### WRITTEN PROBLEM
Resume the restricted stock agreement text after its last sentence, writing on in the same legal style and section numbering.

### TEXT BLOCK

☆ ☆ ☆ ☆ ☆ ☆ ☆

1.                                DEFINITIONS AND CONSTRUCTION.

 

1.1                               DefinitionsUnless otherwise defined herein, capitalized terms shall have the meanings assigned to such terms in the Grant Notice or the Plan.

 

1.2                               Construction.  Captions and titles contained herein are for convenience only and shall not affect the meaning or interpretation of any provision of this Agreement.  Except when otherwise indicated by the context, the singular shall include the plural and the plural shall include the singular.  Use of the term “or” is not intended to be exclusive, unless the context clearly requires otherwise.

 

2.                                ADMINISTRATION.

 

All questions of interpretation concerning the Grant Notice, this Agreement, the Plan or any other form of agreement or other document employed by the Company in the administration of the Plan or the Restricted Stock shall be determined by the Board.  All such determinations by the Board shall be final, binding and conclusive upon all persons having an interest in the Restricted Stock, unless fraudulent or made in bad faith.  Any and all actions, decisions and determinations taken or made by the Board in the exercise of its discretion pursuant to the Plan or the Restricted Stock or other agreement thereunder (other than determining questions of interpretation pursuant to the preceding sentence) shall be final, binding and conclusive upon all persons having an interest in the Restricted Stock.  Any Officer shall have the authority to act on behalf of the Company with respect to any matter, right, obligation, or election which is the responsibility of or which is allocated to the Company herein, provided the Officer has apparent authority with respect to such matter, right, obligation, or election.

 

3.                                THE AWARD.

 

3.1                                     Grant and Issuance of Shares.  Upon the later of (a) the Date of Grant and (b) the date the Notice shall have been fully executed, the Participant shall acquire and the Company

 



 

shall issue, subject to the provisions of this Agreement, a number of shares equal to the Total Number of Shares set forth in the Notice.  As a condition to the issuance of the shares, the Participant shall execute and deliver to the Company, along with the Notice, the Assignment Separate from Certificate duly endorsed (with date and number of shares blank) in the form attached to the Notice.

 

3.2                               Beneficial Ownership of Shares; Certificate Registration.  The Participant hereby authorizes the Company, in its sole discretion, to deposit the shares with the Company’s transfer agent, including any successor transfer agent, to be held in book entry form during the term of the Escrow pursuant to Section 10.  Furthermore, the Participant hereby authorizes the Company, in its sole discretion, to deposit, following the term of such Escrow, for the benefit of the Participant with any broker with which the Participant has an account relationship of which the Company has notice any or all shares which are no longer subject to such Escrow.  Except as provided by the foregoing, a certificate for the shares shall be registered in the name of the Participant, or, if applicable, in the names of the heirs of the Participant.

☆ ☆ ☆ ☆ ☆ ☆ ☆

### MATERIAL SHOWN

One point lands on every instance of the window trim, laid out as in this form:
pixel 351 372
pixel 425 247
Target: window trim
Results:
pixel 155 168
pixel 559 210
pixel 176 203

☆ ☆ ☆ ☆ ☆ ☆ ☆

### RESULT OF THE TASK
3.3                               Issuance of Shares in Compliance with Law.  The issuance of the shares shall be subject to compliance with all applicable requirements of federal, state or foreign law with respect to such securities.  No shares shall be issued hereunder if their issuance would knowingly constitute a violation of any applicable federal, state, or foreign securities laws or other law or regulations or the requirements of any stock exchange or market system upon which the stock may then be listed.  The inability of the Company to obtain from any regulatory body having jurisdiction the authority, if any, deemed by the Company’s legal counsel to be necessary to the lawful issuance of any shares shall relieve the Company of any liability in respect of the failure to issue such shares as to which such requisite authority shall not have been obtained.  As a condition to the issuance of the shares, the Company may require the Participant to satisfy any qualifications that may be necessary or appropriate, to evidence compliance with any applicable law or regulation and to make any representation or warranty with respect thereto as may be requested by the Company.

 

4.                                VESTING.

 

Subject to the limitations contained herein, the Restricted Stock shall vest as provided in the Grant Notice, provided that vesting shall cease upon termination of Service.

 

5.                                DIVIDENDS.

 

The Participant is eligible to receive any payment or other adjustment in the number of Restricted Stock for dividends or other distributions that may be made in respect of the shares of Stock.

 

6.                                NUMBER OF SHARES.

 

The number of Restricted Stock subject to the Participant’s Award may be adjusted from time to time for capitalization adjustments, as provided in Subsection 4.3 of the Plan.

 



 

7.                                Reacquisition Rights.

 

7.1                               Company Reacquisition Right — Unvested Shares of Restricted Stock. In the event that (i) Participant’s Service is terminated for any reason or no reason, with or without cause, or, (ii) Participant, Participant’s legal representative, or other holder of shares acquired pursuant to this Agreement, attempts to sell, exchange, transfer, pledge, or otherwise dispose of (other than pursuant to an Change in Control), including, without limitation, any transfer to a nominee or agent of the Participant, any shares which are not Vested Shares (Unvested Shares), the Company shall automatically reacquire the Unvested Shares, and the Participant shall not be entitled to any payment therefor (the “Company Reacquisition Right”).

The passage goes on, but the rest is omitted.